WHAT IS EXPECTED. In the interview below, why did Miles Cleret stop listening solely to West African music? Please answer in one to three sentences.

PASSAGE GIVEN.
Each month, we are focusing on a record label founded by an active digger. This month, Miles Cleret from Soundway Records, one of our favorite labels around! From their amazing compilation series to beautiful reissues and great new tropical acts (think the mighty Meridian Brothers!), Miles Cleret’s choices and opinions are clearly worth checking!
When did you start digging records?
Properly when I was a teenager I guess – my dad was a digger (Jazz & Soul and 50s RnB and Rock & Roll mostly) so there were plenty in his house when I was growing up. It was hard though as money wasn’t an easy thing to get at the age of 14 but back then (the 80s) you could get good stuff in little record fairs and market stalls and there were just tons of record shops everywhere – even outside of London. The age of expensive rare records hadn’t really begun apart from the mega-fans who collected the big names in Rock and Pop (of which the UK had a lot). I wasn’t looking for rare stuff then though – just music that seemed exciting and new.
What Lps did you buy at first? Do you still listen to them?
Well not the very first records I bought – they were mostly really terrible pop records from when I was about 10. There was a store in the UK called Woolworths and you could buy discounted ex-chart 45s for about 20 pence so I’d spend all my pocket money on them for a few years until I was about 13. I remember buying most of the Beatles albums really cheaply on Spanish editions on a holiday in Barcelona when I was about 13 at a record store that was closing down. That changed my musical life a lot (my dad hated the Beatles so never had those records in the house) and then David Bowie, The Clash, the Cure and and then when I was about 14 or 15 I got into bands like Pink Floyd, Led Zeppelin, Hawkwind, Gong, The Grateful Dead, Caravan, Traffic etc – and yes I still listen to those LPs but I didn’t for a long time until recently – they have a way of transporting me back to my youth. Then I got into funk, jazz, hip hop and reggae and electronic music a few years later and dropped the guitar sound for quite a few years.
Do you have a particular style or favourite period?
No, not really now. I have pretty wide ranging tastes from the 1950s right up until yesterday. I know I don’t like much really heavy Thrash Metal, Goa Trance & also commercial pop etc to name a few styles. For quite a few years just before Soundway started in the late 90s I was pretty entrenched in records (mostly jazz, funk, soul, afro & latin) made between 65-76, but at some point or other over the last 20 years I’ve been into Detroit style techno, underground House, Psych-Rock, Prog-Rock, Synth-pop, Electronica, Boogie, Disco, Soca, Reggae, Dub and more. I just love hearing new kinds of music and I would get really bored if I stuck to one area exclusively. That kind of happened with West African music for about 8 years – I still love it and collect it but had to get out of solely listening to that stuff after soaking myself in it for all the comps we did back then.
Are you still digging, buying vinyl, visiting record shops?

GIVEN DATA.

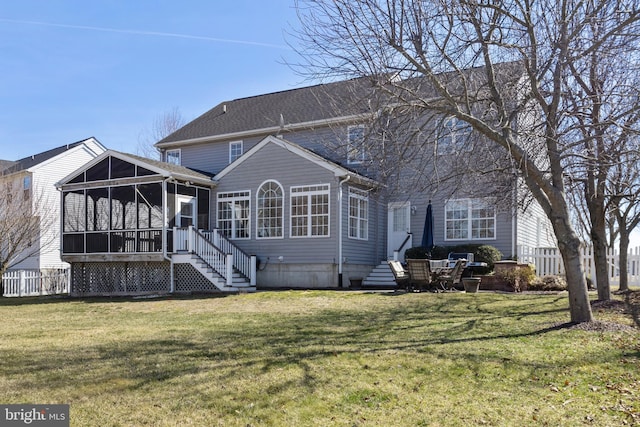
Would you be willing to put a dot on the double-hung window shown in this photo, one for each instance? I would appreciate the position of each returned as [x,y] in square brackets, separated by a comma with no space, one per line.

SOLUTION TO THE PROBLEM. He had soaked himself in West African music for about eight years while working on all the compilations Soundway did back then, so he had to get out of listening only to that. He says he still loves it and collects it.